Quelle:
# pixel-verlauf



## flip (7. April 2002)

serven.
ich beschäftige mich gerade mit dem "pixelstyle" und bin auf was gestoßen, von dem ich noch nicht ganz weiß,wie es geht:





ich meine den verlauf auf der straße, von einem dunklen zu einem hellen grau.
ist das per hand gemacht? oder weiß einer wie man das machen könnte ohne das pixel für pixel zu basteln. ich hab auch schon einiges mit brushes versucht, das wird aber auch nicht wirklich gleichmäßig.
hier noch ein anderes beispiel:

hier 

hier ist es der obere teil des himmels. so eine art verlauf wollte ich auch hinbekommen.
bin für jede anregung dankbar.
flip


----------



## Maniacy (7. April 2002)

Bereitgestellte Datensätze:

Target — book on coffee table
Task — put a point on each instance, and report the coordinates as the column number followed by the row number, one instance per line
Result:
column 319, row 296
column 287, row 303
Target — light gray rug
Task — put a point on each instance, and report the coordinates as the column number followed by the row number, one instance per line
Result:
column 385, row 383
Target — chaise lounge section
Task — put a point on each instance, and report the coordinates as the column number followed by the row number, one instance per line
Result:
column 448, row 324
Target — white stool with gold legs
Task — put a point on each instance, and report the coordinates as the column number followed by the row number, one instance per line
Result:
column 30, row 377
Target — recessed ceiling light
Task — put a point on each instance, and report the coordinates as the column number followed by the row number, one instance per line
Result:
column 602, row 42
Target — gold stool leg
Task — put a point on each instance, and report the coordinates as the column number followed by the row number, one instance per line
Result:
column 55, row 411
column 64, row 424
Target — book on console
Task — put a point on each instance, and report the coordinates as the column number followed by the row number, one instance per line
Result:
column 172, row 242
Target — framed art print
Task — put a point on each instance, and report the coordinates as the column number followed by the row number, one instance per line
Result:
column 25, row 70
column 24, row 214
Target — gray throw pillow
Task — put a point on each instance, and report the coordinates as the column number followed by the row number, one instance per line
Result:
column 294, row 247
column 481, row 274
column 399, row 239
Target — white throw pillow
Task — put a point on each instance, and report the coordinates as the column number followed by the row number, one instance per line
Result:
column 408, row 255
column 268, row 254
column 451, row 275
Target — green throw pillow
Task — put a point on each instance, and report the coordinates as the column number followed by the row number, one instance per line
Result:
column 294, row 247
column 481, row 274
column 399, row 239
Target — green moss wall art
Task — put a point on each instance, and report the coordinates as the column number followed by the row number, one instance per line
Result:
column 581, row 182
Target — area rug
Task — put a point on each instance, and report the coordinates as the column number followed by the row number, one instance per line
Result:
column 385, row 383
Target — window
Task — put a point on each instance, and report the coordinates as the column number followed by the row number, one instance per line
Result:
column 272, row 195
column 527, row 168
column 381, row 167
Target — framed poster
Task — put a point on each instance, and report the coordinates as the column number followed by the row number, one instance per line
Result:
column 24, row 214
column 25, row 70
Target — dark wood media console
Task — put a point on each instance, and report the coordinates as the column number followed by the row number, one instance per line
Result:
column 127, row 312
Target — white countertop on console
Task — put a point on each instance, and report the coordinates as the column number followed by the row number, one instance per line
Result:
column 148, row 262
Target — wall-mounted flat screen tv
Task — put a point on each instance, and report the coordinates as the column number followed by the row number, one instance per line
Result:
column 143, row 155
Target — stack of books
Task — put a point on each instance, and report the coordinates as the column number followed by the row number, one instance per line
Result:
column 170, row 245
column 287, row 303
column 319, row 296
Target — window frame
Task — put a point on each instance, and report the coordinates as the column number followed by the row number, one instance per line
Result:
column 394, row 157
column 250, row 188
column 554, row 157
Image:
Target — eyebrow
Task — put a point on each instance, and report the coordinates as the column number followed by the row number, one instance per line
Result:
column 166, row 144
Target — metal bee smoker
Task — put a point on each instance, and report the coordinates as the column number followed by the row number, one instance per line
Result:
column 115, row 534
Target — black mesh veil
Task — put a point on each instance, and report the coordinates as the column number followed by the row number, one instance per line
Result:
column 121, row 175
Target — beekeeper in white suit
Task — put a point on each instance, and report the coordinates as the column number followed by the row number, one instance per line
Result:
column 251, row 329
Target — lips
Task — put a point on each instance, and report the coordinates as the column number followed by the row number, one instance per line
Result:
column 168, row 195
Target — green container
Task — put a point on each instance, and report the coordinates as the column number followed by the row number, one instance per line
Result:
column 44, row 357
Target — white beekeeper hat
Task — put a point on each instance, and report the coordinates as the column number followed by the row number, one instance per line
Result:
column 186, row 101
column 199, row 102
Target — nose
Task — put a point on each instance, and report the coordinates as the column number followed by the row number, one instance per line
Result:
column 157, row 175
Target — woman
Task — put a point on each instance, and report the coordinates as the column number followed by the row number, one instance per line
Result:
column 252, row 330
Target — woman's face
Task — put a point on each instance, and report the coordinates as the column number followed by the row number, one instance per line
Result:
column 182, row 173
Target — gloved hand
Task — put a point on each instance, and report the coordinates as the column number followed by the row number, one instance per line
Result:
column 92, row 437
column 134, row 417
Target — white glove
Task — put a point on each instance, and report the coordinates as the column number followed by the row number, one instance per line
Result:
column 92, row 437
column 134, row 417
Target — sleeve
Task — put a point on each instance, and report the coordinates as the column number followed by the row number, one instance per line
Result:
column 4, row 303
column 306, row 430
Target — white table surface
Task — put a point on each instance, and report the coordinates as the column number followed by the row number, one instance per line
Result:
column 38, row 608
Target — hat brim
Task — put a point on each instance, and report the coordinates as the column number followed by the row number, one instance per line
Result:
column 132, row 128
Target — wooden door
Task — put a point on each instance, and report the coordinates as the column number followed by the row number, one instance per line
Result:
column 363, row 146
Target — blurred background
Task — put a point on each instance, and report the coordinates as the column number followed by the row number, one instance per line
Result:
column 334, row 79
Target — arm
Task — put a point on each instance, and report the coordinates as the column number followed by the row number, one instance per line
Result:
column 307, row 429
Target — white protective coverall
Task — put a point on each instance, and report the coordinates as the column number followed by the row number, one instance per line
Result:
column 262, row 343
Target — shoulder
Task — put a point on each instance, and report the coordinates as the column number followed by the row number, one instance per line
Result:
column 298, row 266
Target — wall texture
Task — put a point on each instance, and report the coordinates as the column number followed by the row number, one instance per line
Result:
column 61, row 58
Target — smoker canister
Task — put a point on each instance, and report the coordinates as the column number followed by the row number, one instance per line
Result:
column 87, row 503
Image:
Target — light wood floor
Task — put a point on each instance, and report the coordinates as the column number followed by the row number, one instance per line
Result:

Aufgabenstellung 1:
Beantworte anhand des Forenthreads zum Pixel-Verlauf:
(a) Zwischen welchen Tönen verläuft der Übergang auf der Straße?
(b) Womit hat flip den Verlauf bereits versucht, und wie fiel das Ergebnis aus?
(c) Welcher Bildbereich ist im zweiten Beispiel gemeint?
Aufgabenstellung 2:
Schreibe den Forenthread zum Pixel-Verlauf weiter, und zwar mit dem Beitrag, der unter der Überschrift „Maniacy (7. April 2002)“ folgt.
Die Datensätze sind eigenständiges Material und gehören nicht zur Quelle.

Schriftliche Antwort 1:
(a) Von einem dunklen zu einem hellen Grau.
(b) Mit Brushes; das Ergebnis wurde nicht wirklich gleichmäßig.
(c) Der obere Teil des Himmels.

Schriftliche Antwort 2:
Meinst du sowas in der Richtung?

MfG
Maniacy


----------



## wo0zy (7. April 2002)

wenn du genau sowas machen willst, dann musste das schon pixel für pixel malen!!

is ja schließlich pixel-style


----------



## flip (9. April 2002)

danke für die antworten.
@Maniacy
nicht ganz, aber danke.
ich hab mir jetzt einfach ne brush gebastel. sieht zwar nicht ganz so aus aber fast.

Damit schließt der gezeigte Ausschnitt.